Während ich mein Bier genieße, schaue ich ein wenig in die Runde. Es ist nicht allzu viel los. Nicht alle Tische dürfen besetzt werden, an die einzelnen Tische dürfen nur kleinere Gruppen. Das Virus kontrolliert die Geselligkeit und hält sie in Zaum. Das Personal gibt sich viel Mühe, es für die Gäste trotzdem schön zu gestalten, man ist freundlich und aufmerksam und erklärt die Biere auch gerne etwas ausführlicher. Wie schön wäre es jetzt, im Getümmel an der Theke zu stehen, Gleichgesinnte zu treffen, zu fachsimpeln und sich kreuz und quer durch das Angebot zu trinken.

Gespeicherte Einträge
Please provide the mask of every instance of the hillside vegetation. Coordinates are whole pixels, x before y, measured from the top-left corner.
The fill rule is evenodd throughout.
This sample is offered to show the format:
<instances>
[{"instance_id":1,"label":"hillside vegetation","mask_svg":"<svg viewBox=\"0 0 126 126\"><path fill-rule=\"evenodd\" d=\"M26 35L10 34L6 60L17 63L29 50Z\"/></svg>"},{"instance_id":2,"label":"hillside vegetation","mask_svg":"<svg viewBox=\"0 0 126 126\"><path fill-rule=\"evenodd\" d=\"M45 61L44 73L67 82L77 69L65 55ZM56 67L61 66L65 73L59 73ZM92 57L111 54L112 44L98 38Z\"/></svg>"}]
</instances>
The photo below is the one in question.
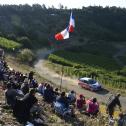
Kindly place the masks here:
<instances>
[{"instance_id":1,"label":"hillside vegetation","mask_svg":"<svg viewBox=\"0 0 126 126\"><path fill-rule=\"evenodd\" d=\"M21 48L21 44L13 40L8 40L6 38L0 37L0 47L7 50L15 50Z\"/></svg>"},{"instance_id":2,"label":"hillside vegetation","mask_svg":"<svg viewBox=\"0 0 126 126\"><path fill-rule=\"evenodd\" d=\"M109 48L111 50L108 50ZM109 44L87 44L84 47L59 50L49 55L48 59L52 63L48 66L58 73L61 73L61 67L64 66L65 76L93 77L109 87L126 89L126 69L113 59L116 51L117 49Z\"/></svg>"},{"instance_id":3,"label":"hillside vegetation","mask_svg":"<svg viewBox=\"0 0 126 126\"><path fill-rule=\"evenodd\" d=\"M41 48L49 42L59 44L54 35L68 25L70 11L45 5L0 5L0 36L18 41L24 48ZM72 9L75 32L67 43L87 40L126 41L126 9L116 7L83 7ZM65 42L65 41L63 41Z\"/></svg>"}]
</instances>

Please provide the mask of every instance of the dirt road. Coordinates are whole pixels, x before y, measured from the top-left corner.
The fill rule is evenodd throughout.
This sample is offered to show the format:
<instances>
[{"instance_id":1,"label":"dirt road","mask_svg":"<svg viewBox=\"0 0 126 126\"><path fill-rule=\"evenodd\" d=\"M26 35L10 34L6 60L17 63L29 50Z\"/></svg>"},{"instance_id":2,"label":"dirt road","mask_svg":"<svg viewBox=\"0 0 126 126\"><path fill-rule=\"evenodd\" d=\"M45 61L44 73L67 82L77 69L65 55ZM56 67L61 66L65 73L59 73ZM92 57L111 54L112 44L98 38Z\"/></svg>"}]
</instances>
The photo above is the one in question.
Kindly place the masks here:
<instances>
[{"instance_id":1,"label":"dirt road","mask_svg":"<svg viewBox=\"0 0 126 126\"><path fill-rule=\"evenodd\" d=\"M38 61L35 63L34 67L36 72L38 72L44 78L50 80L56 85L61 84L61 76L51 71L47 67L45 67L44 63L46 62L46 57L48 54L52 53L54 50L42 49L38 51ZM67 88L69 90L75 90L78 94L84 94L86 97L96 97L98 101L106 103L107 99L110 97L111 92L107 90L99 91L99 92L91 92L85 89L82 89L77 85L77 78L69 78L62 77L62 87ZM123 109L126 109L126 97L120 97L120 101L122 103Z\"/></svg>"}]
</instances>

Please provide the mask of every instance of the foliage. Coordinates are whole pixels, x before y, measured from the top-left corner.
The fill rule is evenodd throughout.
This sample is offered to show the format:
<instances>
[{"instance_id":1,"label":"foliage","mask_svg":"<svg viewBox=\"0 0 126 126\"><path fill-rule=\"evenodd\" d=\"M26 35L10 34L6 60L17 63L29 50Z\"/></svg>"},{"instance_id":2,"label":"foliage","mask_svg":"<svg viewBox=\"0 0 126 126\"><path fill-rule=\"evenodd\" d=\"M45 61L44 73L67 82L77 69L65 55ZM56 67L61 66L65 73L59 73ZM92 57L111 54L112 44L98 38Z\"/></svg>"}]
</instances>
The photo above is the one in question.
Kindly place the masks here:
<instances>
[{"instance_id":1,"label":"foliage","mask_svg":"<svg viewBox=\"0 0 126 126\"><path fill-rule=\"evenodd\" d=\"M55 43L54 34L67 25L70 16L69 9L62 5L59 7L0 5L0 34L13 40L25 36L32 43L30 48L48 46L49 41ZM85 39L95 40L96 43L100 43L99 40L107 43L126 40L125 8L89 6L73 9L73 14L77 25L69 43L73 40L84 43ZM25 48L28 45L23 42Z\"/></svg>"},{"instance_id":2,"label":"foliage","mask_svg":"<svg viewBox=\"0 0 126 126\"><path fill-rule=\"evenodd\" d=\"M15 41L0 37L0 46L7 50L15 50L15 49L20 48L21 44L15 42Z\"/></svg>"},{"instance_id":3,"label":"foliage","mask_svg":"<svg viewBox=\"0 0 126 126\"><path fill-rule=\"evenodd\" d=\"M89 53L85 53L85 50L88 50L88 47L92 48L90 44L89 46L85 45L84 48L80 47L80 49L76 47L64 51L56 51L50 54L48 59L52 62L53 70L58 73L60 73L61 66L64 66L65 76L94 77L109 87L125 89L125 68L121 70L112 58L113 52L106 52L106 48L103 49L102 46L104 44L99 46L102 50L99 50L97 46L97 49L94 51L93 49L89 50ZM109 48L109 45L107 46ZM116 51L113 46L110 47L111 50ZM100 53L101 51L101 55L95 55L94 53Z\"/></svg>"},{"instance_id":4,"label":"foliage","mask_svg":"<svg viewBox=\"0 0 126 126\"><path fill-rule=\"evenodd\" d=\"M35 60L35 55L30 49L23 49L18 54L18 60L25 63L32 63Z\"/></svg>"}]
</instances>

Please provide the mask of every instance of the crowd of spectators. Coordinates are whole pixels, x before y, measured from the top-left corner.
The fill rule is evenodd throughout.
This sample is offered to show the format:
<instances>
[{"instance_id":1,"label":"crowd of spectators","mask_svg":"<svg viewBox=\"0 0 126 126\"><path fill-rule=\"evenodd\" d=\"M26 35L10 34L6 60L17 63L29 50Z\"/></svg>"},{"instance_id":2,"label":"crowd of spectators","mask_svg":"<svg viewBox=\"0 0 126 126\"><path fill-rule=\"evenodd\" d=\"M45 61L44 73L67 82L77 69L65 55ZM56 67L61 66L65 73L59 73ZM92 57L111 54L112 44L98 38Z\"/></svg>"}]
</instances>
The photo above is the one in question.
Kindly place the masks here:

Arbeitsauftrag:
Geben Sie aus dem Text über den Kneipenbesuch den Abschnitt wortgetreu wieder, der mit den Worten „Während ich mein“ einsetzt und mit „Angebot zu trinken.“ schließt.

Ihre Antwort:
Während ich mein Bier genieße, schaue ich ein wenig in die Runde. Es ist nicht allzu viel los. Nicht alle Tische dürfen besetzt werden, an die einzelnen Tische dürfen nur kleinere Gruppen. Das Virus kontrolliert die Geselligkeit und hält sie in Zaum. Das Personal gibt sich viel Mühe, es für die Gäste trotzdem schön zu gestalten, man ist freundlich und aufmerksam und erklärt die Biere auch gerne etwas ausführlicher. Wie schön wäre es jetzt, im Getümmel an der Theke zu stehen, Gleichgesinnte zu treffen, zu fachsimpeln und sich kreuz und quer durch das Angebot zu trinken.